* [Problem] Retype only the stretch of lines that starts with the line containing "The body carries" and ends with the last line of the records, both included, exactly.

START Provided entries

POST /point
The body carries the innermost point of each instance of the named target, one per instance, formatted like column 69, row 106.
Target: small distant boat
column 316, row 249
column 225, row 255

END Provided entries

* [Response to the task]
The body carries the innermost point of each instance of the named target, one per instance, formatted like column 69, row 106.
Target: small distant boat
column 316, row 249
column 225, row 255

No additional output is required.